> Task instructions: Copy each line of the records that holds the string "sweater".

Stored data entries:
• • • • • • •

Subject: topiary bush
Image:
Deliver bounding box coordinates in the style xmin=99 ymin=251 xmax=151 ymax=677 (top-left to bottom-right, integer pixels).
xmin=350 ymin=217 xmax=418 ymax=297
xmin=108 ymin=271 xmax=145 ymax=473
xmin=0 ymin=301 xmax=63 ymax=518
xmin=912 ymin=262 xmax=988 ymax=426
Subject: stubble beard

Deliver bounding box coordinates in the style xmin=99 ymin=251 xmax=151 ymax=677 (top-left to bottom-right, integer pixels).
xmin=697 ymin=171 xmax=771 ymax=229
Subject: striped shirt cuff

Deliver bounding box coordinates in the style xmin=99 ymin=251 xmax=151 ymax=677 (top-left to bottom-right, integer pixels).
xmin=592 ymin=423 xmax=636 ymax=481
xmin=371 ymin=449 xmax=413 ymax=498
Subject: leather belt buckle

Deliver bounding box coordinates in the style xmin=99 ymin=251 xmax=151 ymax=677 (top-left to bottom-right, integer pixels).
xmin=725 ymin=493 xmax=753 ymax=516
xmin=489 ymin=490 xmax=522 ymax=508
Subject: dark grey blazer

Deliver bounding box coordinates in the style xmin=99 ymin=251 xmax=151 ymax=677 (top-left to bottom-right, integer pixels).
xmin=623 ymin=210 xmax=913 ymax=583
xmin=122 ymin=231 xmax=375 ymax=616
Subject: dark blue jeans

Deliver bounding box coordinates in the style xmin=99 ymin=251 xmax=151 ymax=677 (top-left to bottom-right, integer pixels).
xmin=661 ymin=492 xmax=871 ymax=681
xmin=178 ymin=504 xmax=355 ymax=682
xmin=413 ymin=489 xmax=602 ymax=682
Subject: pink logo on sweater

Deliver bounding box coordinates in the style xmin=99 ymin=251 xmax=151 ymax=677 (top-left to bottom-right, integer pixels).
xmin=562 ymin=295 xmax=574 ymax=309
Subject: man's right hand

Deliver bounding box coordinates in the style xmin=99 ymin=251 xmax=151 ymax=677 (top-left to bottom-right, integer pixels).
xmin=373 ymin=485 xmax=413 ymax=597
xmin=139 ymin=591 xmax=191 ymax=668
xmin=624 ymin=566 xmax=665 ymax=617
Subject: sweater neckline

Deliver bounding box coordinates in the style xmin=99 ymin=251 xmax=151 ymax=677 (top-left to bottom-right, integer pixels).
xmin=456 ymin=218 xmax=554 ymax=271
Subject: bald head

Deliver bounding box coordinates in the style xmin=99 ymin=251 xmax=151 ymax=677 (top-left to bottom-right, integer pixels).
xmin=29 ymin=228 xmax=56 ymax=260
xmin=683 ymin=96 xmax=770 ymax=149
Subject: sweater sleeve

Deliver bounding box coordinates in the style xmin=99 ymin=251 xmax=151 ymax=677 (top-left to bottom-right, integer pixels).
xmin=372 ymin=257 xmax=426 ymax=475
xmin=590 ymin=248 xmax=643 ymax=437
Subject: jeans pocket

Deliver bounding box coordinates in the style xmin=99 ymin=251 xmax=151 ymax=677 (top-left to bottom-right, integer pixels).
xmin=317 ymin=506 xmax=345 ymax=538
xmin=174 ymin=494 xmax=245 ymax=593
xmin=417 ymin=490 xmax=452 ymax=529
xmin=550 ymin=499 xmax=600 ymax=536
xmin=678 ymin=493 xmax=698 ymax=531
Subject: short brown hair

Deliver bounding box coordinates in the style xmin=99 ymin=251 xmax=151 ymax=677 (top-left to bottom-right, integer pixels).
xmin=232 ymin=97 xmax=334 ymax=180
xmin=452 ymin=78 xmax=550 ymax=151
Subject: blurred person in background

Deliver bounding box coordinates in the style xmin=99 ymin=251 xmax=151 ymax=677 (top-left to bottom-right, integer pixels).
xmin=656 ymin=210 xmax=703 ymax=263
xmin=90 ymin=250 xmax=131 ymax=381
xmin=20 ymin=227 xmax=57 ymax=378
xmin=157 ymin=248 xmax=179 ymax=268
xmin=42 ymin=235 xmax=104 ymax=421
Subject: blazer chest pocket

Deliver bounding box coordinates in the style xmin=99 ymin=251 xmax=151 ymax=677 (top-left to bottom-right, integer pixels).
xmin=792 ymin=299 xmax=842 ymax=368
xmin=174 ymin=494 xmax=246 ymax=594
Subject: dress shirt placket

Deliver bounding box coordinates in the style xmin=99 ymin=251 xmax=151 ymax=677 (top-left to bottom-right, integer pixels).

• • • • • • •

> Output of the task:
Subject: pink logo on sweater
Subject: sweater neckline
Subject: sweater sleeve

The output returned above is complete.